═══ RECORDS FOR THIS EXERCISE

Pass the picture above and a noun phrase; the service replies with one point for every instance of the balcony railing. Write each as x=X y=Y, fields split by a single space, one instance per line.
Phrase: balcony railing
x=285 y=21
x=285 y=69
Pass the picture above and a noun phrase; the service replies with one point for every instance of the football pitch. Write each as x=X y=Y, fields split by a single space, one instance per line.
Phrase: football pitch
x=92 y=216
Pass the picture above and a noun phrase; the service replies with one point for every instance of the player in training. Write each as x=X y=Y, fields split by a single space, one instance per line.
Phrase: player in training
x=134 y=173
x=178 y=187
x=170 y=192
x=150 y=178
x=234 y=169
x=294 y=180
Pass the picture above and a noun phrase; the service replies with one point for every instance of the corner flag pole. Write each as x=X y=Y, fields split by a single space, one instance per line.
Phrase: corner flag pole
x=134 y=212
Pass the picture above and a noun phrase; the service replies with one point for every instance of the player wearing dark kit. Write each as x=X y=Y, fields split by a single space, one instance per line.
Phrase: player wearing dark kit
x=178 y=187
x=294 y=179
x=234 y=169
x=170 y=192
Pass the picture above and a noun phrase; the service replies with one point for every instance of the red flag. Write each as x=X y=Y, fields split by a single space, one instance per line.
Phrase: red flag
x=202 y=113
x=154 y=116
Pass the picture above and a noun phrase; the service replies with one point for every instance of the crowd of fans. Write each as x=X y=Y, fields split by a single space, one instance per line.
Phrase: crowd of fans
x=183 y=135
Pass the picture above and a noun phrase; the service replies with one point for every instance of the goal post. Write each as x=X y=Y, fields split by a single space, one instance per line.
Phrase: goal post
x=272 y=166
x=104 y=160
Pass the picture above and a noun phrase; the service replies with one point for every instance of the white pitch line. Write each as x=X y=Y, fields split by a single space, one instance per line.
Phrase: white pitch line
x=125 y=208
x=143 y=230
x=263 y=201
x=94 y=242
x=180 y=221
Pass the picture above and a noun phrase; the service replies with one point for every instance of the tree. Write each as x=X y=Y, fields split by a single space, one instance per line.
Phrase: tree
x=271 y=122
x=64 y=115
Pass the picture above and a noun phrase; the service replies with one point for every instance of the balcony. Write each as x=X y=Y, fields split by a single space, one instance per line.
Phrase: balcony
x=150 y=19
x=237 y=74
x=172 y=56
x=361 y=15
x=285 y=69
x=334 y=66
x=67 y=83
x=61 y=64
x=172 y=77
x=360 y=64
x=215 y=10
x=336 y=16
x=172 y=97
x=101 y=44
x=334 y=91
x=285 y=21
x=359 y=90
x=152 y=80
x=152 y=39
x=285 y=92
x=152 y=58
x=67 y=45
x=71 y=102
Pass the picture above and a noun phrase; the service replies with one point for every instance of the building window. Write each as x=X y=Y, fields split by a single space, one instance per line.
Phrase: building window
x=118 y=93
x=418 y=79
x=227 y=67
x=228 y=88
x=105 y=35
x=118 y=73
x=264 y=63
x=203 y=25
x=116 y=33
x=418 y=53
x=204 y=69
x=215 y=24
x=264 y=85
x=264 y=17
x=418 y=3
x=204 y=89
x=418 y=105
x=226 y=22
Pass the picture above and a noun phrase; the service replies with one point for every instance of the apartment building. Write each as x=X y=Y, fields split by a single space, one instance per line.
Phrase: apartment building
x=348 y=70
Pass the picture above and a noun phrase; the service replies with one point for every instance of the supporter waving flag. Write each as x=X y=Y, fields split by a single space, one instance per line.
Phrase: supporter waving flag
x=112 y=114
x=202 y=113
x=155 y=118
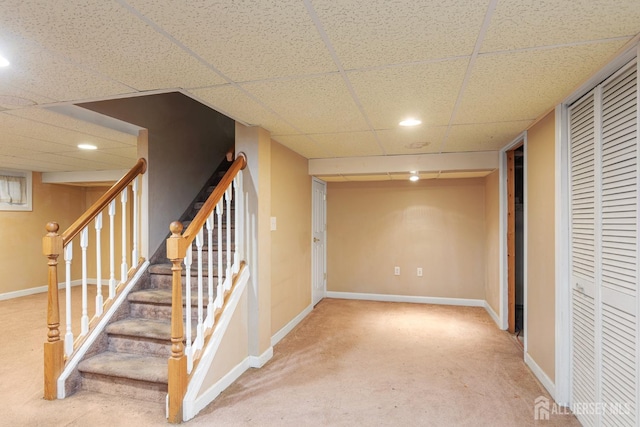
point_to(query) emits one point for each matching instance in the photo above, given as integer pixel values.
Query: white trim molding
(275, 339)
(540, 375)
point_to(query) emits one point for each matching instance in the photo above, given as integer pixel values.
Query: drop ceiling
(328, 79)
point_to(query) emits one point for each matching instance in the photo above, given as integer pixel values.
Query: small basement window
(15, 190)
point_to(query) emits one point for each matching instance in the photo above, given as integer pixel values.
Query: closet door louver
(582, 146)
(619, 247)
(603, 144)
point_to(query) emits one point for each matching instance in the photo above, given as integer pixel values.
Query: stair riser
(141, 390)
(147, 347)
(158, 311)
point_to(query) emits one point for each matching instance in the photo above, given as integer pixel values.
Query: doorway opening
(515, 240)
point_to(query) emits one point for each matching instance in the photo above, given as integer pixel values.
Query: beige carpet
(348, 363)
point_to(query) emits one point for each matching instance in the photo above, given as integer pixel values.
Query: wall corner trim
(275, 339)
(407, 298)
(540, 375)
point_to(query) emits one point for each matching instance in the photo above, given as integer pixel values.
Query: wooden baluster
(99, 299)
(177, 362)
(54, 347)
(220, 288)
(200, 328)
(68, 337)
(210, 306)
(123, 266)
(187, 306)
(84, 242)
(228, 272)
(134, 252)
(112, 255)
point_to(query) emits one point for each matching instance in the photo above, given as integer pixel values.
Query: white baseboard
(259, 361)
(275, 339)
(492, 313)
(41, 289)
(406, 298)
(540, 375)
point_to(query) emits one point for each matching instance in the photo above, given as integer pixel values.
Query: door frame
(314, 301)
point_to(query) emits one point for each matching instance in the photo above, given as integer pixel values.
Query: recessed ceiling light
(410, 122)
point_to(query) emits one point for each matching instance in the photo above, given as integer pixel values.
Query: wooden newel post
(54, 347)
(178, 361)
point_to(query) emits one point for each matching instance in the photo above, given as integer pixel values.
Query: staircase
(130, 358)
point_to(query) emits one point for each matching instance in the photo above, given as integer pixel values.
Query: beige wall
(492, 242)
(291, 242)
(437, 225)
(540, 209)
(22, 264)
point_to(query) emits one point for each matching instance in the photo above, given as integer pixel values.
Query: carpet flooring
(349, 363)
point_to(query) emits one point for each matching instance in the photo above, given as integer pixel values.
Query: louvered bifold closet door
(619, 286)
(582, 150)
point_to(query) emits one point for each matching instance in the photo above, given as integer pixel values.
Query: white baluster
(236, 200)
(134, 252)
(220, 288)
(99, 299)
(228, 275)
(187, 350)
(68, 337)
(210, 307)
(84, 242)
(123, 266)
(199, 329)
(112, 255)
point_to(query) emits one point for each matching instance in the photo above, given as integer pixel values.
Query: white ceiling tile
(523, 85)
(235, 103)
(65, 122)
(349, 144)
(522, 24)
(483, 136)
(245, 40)
(312, 104)
(379, 32)
(412, 140)
(303, 146)
(427, 92)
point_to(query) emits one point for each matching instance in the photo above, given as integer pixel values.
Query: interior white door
(319, 241)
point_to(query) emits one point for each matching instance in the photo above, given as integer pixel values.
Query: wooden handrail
(201, 217)
(139, 168)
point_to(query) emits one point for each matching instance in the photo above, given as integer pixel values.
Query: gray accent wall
(187, 142)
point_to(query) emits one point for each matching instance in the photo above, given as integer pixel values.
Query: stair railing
(57, 350)
(207, 227)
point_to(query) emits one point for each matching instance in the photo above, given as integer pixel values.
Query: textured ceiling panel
(524, 85)
(483, 137)
(349, 144)
(236, 104)
(250, 40)
(66, 122)
(303, 146)
(522, 24)
(427, 92)
(412, 140)
(312, 104)
(108, 38)
(380, 32)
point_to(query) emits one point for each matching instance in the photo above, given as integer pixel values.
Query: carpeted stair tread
(141, 328)
(160, 296)
(126, 365)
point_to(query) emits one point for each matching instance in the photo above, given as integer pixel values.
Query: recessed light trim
(410, 122)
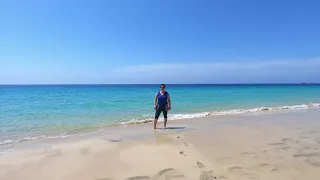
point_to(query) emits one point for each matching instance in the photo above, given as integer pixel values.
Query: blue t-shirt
(162, 99)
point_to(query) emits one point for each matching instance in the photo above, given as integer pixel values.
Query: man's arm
(155, 100)
(169, 102)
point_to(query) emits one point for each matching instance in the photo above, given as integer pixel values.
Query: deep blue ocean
(31, 111)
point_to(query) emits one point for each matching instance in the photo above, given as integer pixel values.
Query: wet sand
(277, 146)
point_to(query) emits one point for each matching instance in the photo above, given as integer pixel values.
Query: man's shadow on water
(173, 128)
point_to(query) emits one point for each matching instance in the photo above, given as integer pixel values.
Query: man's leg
(156, 117)
(165, 115)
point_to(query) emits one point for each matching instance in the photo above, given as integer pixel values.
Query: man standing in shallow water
(162, 103)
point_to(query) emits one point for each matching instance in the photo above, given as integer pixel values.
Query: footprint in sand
(225, 160)
(139, 178)
(313, 162)
(234, 168)
(248, 154)
(200, 165)
(277, 144)
(266, 166)
(306, 155)
(168, 174)
(208, 175)
(286, 140)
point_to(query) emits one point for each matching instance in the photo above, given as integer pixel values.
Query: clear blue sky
(170, 41)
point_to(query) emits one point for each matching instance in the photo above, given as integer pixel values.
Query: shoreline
(195, 116)
(277, 145)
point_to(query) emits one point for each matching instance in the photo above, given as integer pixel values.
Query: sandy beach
(279, 146)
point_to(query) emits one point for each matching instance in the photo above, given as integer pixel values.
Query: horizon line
(284, 83)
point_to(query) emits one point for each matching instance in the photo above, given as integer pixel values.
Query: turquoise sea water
(27, 112)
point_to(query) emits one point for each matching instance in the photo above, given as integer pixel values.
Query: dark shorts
(159, 110)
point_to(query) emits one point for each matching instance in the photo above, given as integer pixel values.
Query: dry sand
(279, 146)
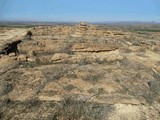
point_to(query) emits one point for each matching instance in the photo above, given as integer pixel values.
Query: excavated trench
(11, 48)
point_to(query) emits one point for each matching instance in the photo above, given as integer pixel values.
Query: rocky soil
(81, 72)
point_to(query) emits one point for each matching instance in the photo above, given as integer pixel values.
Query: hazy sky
(80, 10)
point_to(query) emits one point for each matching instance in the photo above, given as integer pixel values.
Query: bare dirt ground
(80, 72)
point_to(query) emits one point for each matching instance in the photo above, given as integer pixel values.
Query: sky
(80, 10)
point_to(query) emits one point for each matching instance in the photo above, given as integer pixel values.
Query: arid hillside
(80, 72)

══════

_PROBLEM DETAILS_:
Put the lines of the material into a JSON list of strings, one string per line and blank lines omitted. Begin at the line containing "of the football" and stop after the line containing "x=294 y=180".

_FINAL RESULT_:
[
  "Pass the picture above and a noun phrase; the service replies with one point for every instance of the football pitch. Write each as x=X y=Y, fields split by a single space, one instance per line.",
  "Phrase: football pitch",
  "x=92 y=216",
  "Pass the picture above and a noun phrase; the service replies with one point for every instance of the player in training. Write each as x=X y=Y, fields split by a single space, one instance per line.",
  "Phrase: player in training",
  "x=134 y=173",
  "x=178 y=187",
  "x=170 y=192",
  "x=150 y=178",
  "x=234 y=169",
  "x=294 y=180"
]